EXERCICE ÉCRIT A: Reproduisez à l'identique une partie de la liste ci-dessous : commencez à la ligne qui contient « For the benchmark run, find the sunset » et allez jusqu'à la fin de la liste, cette dernière ligne comprise.

EXTRAIT DU DOCUMENT:
L’image de l’Espagne ne sera jamais plus la même.

Cette Espagne que l’Union Européenne espérait désespérément démocratique devra rendre des comptes. L’affaire devait rester interne, nous répétait-on avec insistance. Oui, mais aujourd’hui l’Europe autorisera-t-elle une telle répression envers des citoyens pacifiques ? L’ONU a pris parti, qui condamne.

Cette Espagne dont la vice-présidente scande avec fermeté qu’en Catalogne il n’y a pas eu de référendum, que cette « farce » ne mène à nulle part. Que le gouvernement catalan est irresponsable. Que ce scrutin est une « honte pour les Catalans » … mais qu’aujourd’hui, oui, la démocratie a triomphé. Que l’état de droit est bien là, en Espagne.

Cette Espagne qui loue les actions menées par ses polices, dont l’objectif était de confisquer des urnes. Des actions mesurées, proportionnées.

DONNÉES FOURNIES:

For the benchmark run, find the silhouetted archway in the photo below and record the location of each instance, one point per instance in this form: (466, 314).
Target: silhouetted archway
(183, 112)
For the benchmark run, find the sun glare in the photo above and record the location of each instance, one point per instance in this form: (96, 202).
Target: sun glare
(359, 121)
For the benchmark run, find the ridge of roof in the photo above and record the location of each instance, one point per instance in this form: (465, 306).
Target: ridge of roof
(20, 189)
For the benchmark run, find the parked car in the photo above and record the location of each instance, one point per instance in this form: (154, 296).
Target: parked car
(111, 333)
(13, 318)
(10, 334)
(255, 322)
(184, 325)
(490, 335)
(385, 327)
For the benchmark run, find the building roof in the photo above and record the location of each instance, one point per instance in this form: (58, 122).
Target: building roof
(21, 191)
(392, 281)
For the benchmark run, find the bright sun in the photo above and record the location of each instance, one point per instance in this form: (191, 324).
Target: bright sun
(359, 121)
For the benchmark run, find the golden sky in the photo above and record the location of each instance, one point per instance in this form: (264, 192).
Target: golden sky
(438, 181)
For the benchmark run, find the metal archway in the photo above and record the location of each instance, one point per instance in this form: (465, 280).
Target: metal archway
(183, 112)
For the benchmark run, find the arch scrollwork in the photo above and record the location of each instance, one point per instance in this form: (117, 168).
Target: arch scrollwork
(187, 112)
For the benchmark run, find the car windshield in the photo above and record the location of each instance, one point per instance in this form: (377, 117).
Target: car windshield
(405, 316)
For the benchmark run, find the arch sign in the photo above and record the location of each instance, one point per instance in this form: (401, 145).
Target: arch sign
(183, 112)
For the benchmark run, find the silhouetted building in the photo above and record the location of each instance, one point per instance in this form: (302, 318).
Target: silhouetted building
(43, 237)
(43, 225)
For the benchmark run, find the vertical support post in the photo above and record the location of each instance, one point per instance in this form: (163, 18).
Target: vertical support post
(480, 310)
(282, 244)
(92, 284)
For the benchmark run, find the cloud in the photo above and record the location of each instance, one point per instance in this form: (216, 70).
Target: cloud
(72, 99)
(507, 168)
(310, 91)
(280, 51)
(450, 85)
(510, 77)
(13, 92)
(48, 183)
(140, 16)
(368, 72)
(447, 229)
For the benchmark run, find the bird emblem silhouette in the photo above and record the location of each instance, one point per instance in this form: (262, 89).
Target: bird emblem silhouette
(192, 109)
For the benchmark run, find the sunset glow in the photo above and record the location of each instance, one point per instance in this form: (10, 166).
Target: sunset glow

EXERCICE ÉCRIT B: Transcrivez mot pour mot le passage de l'extrait sur l'Espagne qui débute aux mots « L’image de l’Espagne » et s'arrête après « actions mesurées, proportionnées. ».

CORRIGÉ A:
For the benchmark run, find the sunset glow in the photo above and record the location of each instance, one point per instance in this form: (10, 166).
Target: sunset glow

CORRIGÉ B:
L’image de l’Espagne ne sera jamais plus la même.

Cette Espagne que l’Union Européenne espérait désespérément démocratique devra rendre des comptes. L’affaire devait rester interne, nous répétait-on avec insistance. Oui, mais aujourd’hui l’Europe autorisera-t-elle une telle répression envers des citoyens pacifiques ? L’ONU a pris parti, qui condamne.

Cette Espagne dont la vice-présidente scande avec fermeté qu’en Catalogne il n’y a pas eu de référendum, que cette « farce » ne mène à nulle part. Que le gouvernement catalan est irresponsable. Que ce scrutin est une « honte pour les Catalans » … mais qu’aujourd’hui, oui, la démocratie a triomphé. Que l’état de droit est bien là, en Espagne.

Cette Espagne qui loue les actions menées par ses polices, dont l’objectif était de confisquer des urnes. Des actions mesurées, proportionnées.